▶ [Short problem]: Take the line that contains "Please locate the house" and all lines after it, up to and including the last line of the data, and write them out exactly; nothing else belongs in the answer.

(Lines of data)
○ ○ ○ ○

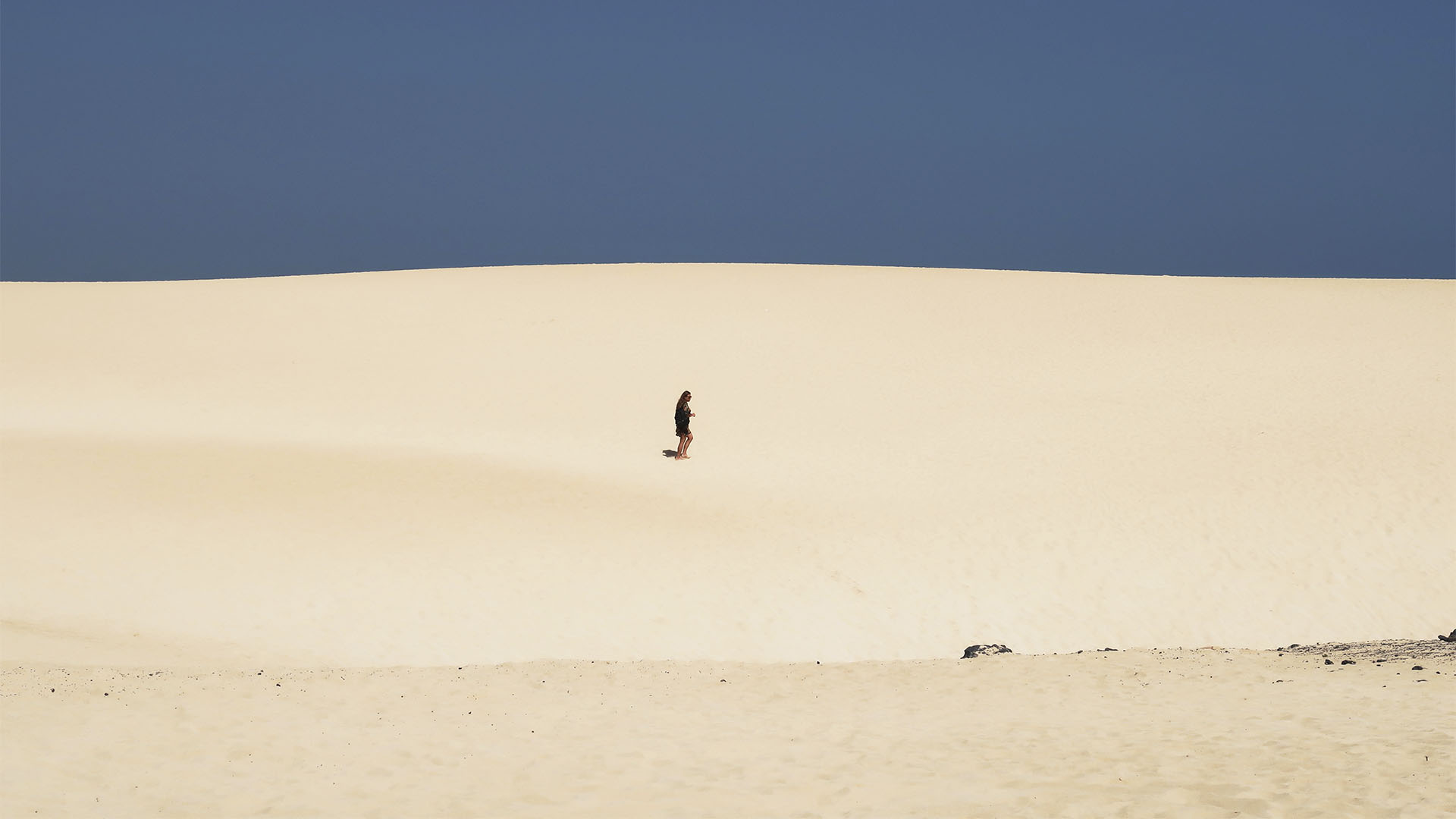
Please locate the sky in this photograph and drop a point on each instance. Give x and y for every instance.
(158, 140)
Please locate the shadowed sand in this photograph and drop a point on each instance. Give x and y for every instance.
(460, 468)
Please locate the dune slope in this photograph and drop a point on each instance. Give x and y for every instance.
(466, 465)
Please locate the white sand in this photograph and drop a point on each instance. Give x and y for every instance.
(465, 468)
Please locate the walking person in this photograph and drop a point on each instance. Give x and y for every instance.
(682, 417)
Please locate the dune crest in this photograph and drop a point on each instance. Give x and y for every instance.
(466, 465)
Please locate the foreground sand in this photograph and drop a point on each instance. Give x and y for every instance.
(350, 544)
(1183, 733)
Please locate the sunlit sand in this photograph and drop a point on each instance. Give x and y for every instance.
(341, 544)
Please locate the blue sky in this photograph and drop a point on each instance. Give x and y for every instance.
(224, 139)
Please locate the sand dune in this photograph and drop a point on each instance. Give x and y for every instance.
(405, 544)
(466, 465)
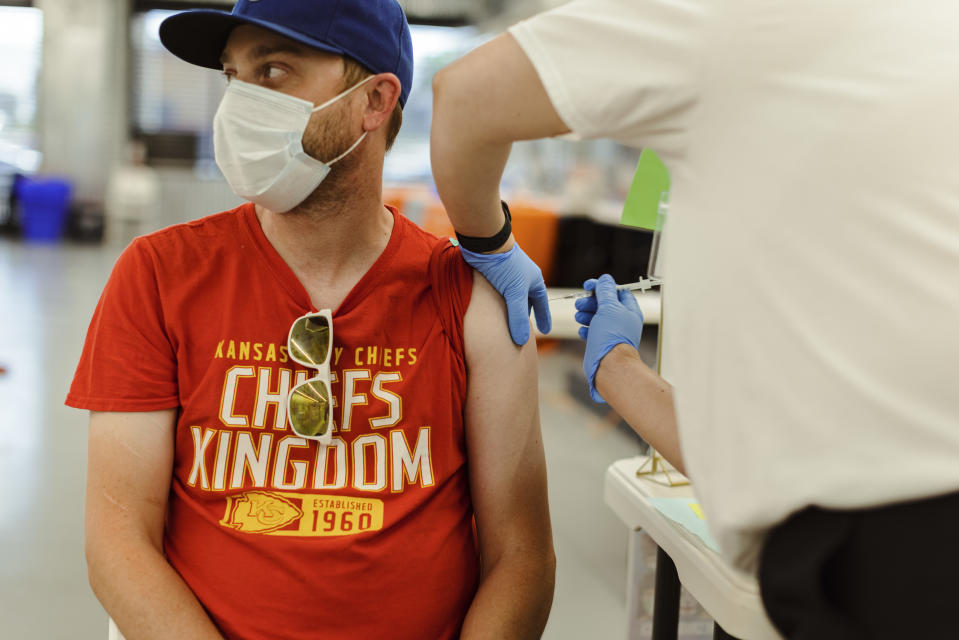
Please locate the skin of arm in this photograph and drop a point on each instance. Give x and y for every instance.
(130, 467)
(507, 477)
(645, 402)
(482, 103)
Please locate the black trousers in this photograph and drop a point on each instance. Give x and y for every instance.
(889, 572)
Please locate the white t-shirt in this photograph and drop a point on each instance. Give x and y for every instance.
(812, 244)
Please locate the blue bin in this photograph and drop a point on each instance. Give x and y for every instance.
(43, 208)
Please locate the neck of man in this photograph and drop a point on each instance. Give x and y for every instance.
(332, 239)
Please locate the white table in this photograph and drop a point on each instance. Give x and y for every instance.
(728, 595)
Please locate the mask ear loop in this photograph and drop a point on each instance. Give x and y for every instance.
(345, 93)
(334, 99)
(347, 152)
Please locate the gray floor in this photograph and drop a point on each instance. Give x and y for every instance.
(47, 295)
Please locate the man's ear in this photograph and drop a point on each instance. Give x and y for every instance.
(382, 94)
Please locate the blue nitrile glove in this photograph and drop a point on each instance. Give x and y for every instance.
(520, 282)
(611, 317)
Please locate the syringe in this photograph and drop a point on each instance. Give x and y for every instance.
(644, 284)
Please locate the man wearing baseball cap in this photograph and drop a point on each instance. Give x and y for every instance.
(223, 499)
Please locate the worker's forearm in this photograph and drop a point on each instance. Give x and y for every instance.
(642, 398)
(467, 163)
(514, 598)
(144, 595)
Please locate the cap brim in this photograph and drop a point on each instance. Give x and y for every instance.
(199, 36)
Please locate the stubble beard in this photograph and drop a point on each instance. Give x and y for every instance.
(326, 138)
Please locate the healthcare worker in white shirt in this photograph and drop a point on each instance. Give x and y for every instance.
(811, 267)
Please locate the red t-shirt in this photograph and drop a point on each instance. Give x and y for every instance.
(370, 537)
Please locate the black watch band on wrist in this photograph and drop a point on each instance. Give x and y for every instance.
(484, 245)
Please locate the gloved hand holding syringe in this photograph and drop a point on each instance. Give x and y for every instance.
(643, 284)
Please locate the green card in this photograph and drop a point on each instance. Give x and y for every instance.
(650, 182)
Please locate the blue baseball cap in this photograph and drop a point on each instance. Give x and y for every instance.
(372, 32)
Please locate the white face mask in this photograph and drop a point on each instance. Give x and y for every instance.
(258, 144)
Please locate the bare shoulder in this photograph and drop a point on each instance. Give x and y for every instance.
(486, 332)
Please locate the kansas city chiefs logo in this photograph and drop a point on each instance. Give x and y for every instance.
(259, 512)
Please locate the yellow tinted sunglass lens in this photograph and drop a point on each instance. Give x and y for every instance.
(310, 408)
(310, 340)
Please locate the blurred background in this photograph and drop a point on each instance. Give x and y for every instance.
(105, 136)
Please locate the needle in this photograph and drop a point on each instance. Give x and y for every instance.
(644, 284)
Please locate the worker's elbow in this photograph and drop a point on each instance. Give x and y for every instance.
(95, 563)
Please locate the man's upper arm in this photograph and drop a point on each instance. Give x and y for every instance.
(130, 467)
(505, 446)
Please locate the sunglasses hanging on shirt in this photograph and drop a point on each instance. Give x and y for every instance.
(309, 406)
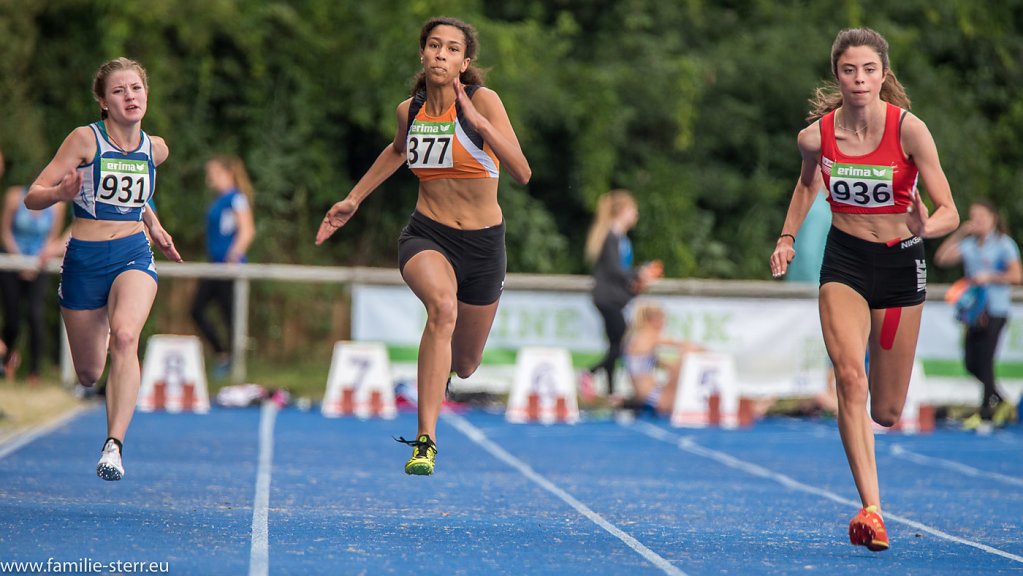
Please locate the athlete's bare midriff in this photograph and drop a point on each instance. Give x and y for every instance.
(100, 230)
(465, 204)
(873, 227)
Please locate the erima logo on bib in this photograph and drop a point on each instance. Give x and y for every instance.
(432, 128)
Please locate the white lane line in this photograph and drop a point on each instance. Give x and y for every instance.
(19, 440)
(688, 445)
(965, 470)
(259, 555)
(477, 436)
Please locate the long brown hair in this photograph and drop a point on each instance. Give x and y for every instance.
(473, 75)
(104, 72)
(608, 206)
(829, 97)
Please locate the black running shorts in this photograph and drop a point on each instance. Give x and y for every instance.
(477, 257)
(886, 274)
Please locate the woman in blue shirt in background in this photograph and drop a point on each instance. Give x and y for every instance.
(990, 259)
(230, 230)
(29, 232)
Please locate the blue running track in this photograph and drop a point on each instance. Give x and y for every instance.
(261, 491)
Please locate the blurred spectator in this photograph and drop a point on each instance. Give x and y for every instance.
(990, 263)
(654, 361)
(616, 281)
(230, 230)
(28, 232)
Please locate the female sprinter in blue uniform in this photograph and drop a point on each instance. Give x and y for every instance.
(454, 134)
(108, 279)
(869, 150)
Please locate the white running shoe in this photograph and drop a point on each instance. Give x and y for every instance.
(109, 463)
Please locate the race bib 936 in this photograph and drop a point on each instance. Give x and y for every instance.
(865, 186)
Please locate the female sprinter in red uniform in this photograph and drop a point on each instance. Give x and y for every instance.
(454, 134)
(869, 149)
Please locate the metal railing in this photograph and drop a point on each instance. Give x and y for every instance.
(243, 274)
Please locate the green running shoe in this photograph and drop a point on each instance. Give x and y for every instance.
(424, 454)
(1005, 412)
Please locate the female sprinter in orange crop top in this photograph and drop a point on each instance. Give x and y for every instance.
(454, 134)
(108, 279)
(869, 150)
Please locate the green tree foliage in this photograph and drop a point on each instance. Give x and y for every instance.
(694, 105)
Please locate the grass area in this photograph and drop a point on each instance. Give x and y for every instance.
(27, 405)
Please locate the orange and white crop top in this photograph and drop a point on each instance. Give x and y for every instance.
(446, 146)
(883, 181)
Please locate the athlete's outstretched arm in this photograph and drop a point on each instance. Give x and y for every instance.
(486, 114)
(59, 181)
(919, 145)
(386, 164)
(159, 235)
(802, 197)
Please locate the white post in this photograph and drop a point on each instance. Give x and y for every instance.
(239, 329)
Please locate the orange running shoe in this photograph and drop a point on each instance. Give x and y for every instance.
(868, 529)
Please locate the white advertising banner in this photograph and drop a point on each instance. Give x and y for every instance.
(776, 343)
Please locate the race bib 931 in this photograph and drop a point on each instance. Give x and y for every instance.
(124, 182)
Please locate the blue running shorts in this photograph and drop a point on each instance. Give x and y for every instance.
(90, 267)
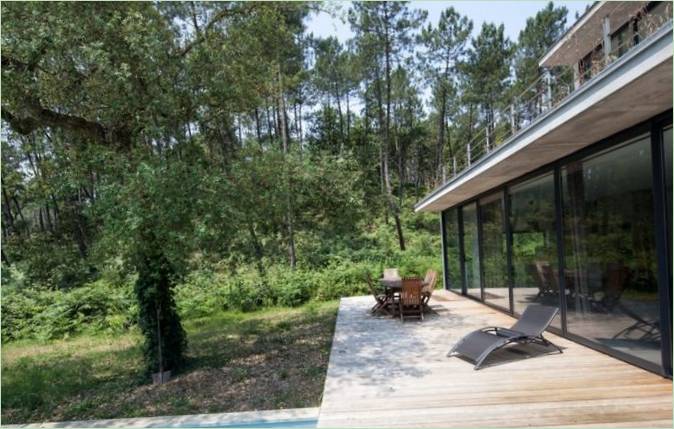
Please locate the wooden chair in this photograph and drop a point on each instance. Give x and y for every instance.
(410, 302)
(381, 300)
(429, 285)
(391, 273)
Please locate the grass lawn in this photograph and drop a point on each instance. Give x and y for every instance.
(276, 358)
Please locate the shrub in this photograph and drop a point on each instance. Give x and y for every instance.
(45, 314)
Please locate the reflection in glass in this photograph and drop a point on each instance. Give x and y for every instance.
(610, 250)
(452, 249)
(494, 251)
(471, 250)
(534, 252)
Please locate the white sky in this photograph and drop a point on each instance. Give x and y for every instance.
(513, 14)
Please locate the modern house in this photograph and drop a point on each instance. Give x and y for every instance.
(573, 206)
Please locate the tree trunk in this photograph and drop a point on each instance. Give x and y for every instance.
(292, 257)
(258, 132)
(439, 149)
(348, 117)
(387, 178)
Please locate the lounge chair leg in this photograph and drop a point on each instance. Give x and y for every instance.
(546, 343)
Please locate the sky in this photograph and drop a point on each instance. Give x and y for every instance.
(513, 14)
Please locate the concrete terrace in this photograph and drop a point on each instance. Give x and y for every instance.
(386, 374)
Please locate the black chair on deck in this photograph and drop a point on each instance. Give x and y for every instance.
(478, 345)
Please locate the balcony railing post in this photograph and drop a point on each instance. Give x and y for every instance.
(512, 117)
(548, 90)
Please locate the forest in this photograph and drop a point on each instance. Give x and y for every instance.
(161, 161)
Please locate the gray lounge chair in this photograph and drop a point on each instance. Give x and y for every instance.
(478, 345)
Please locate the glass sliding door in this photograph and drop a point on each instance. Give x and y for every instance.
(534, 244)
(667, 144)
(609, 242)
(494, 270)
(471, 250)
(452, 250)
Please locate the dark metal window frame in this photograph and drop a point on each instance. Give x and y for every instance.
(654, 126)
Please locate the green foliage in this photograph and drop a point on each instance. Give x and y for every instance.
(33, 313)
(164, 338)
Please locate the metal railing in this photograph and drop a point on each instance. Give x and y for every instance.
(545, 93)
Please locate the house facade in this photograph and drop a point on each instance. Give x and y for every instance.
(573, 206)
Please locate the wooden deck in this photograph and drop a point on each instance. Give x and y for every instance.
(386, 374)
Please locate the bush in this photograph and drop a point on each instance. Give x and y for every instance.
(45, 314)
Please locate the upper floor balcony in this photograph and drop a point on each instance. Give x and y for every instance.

○ ○ ○ ○

▶ [Problem solution]:
Please locate the house facade in this photograph and drop a point on each instance. Give x and y for every instance.
(573, 206)
Please locate the wooden deck in this photograph and drop a point on each instance. Give x and y for every instance.
(386, 374)
Please locate the bush in this photograph and drop a point on each instance. Give x and y for every instance.
(45, 314)
Please locate the upper floor balcony in this photograph and drop a point on each instance. Give x and y for every instance.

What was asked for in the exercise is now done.